## Input data
## Begin
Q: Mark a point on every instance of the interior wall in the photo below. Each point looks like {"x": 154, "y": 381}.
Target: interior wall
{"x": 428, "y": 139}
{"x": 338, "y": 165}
## End
## Begin
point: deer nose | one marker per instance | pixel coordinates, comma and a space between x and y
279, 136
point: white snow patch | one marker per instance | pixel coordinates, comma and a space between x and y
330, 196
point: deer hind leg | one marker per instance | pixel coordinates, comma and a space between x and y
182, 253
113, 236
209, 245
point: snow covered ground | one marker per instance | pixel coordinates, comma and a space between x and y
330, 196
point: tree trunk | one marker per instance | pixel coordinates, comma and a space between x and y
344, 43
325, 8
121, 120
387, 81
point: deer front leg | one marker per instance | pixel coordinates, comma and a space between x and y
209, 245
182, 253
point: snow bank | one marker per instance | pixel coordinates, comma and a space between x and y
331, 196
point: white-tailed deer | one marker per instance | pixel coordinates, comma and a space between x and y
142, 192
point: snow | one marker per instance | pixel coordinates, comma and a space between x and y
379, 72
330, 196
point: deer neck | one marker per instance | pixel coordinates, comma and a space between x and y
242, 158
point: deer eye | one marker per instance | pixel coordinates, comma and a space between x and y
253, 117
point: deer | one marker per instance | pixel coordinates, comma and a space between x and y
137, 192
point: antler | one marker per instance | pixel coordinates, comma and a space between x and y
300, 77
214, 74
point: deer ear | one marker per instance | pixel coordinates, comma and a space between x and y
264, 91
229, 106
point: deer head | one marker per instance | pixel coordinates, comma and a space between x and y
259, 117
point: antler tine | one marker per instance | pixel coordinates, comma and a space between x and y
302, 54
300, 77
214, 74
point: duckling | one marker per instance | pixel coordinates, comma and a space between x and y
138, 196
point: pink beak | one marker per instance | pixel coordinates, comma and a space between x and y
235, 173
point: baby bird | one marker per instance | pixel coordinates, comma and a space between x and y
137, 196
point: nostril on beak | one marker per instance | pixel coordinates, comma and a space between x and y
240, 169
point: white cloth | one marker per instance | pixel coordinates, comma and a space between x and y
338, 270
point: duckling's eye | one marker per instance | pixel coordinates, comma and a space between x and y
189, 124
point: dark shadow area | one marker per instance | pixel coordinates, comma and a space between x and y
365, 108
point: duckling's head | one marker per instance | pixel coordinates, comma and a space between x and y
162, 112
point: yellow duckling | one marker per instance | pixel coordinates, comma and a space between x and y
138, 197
## End
## Begin
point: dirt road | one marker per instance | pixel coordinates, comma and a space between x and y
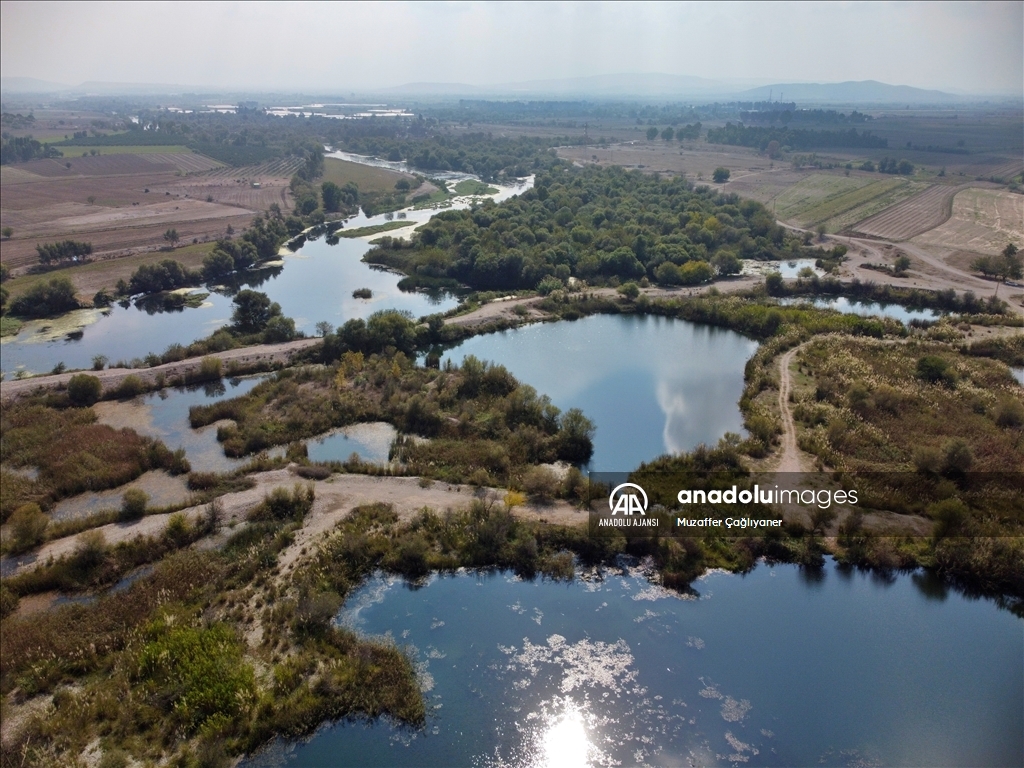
## End
Return each line of the items above that contains the string "wall".

## Answer in full
Q: Mark a point on every instance of the interior wall in the photo below. Each point looks like {"x": 154, "y": 381}.
Target: interior wall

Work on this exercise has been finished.